#### [JOB]
Could you output the records below word for word, leaving out the pictures?

#### [LISTED RECORDS]
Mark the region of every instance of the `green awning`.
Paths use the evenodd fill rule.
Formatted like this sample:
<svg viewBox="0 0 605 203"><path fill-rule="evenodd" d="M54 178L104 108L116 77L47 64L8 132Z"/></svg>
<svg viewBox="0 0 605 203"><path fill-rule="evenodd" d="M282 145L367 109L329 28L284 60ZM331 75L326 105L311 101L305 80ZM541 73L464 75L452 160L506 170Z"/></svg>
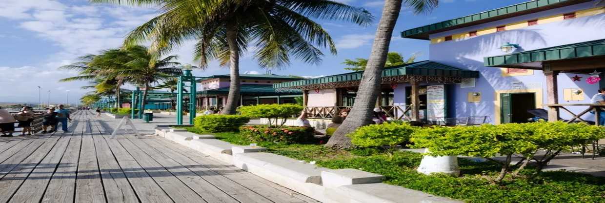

#### [RESULT OF THE EXERCISE]
Mark the region of every instance of the `green awning`.
Paths use the evenodd fill rule.
Formatted like this sample:
<svg viewBox="0 0 605 203"><path fill-rule="evenodd" d="M54 178L104 108L116 77L47 64L8 132Z"/></svg>
<svg viewBox="0 0 605 203"><path fill-rule="evenodd" d="M282 145L367 109L329 28L284 60ZM331 75L326 105L311 101L305 80ZM541 73L464 75L452 160L506 170Z"/></svg>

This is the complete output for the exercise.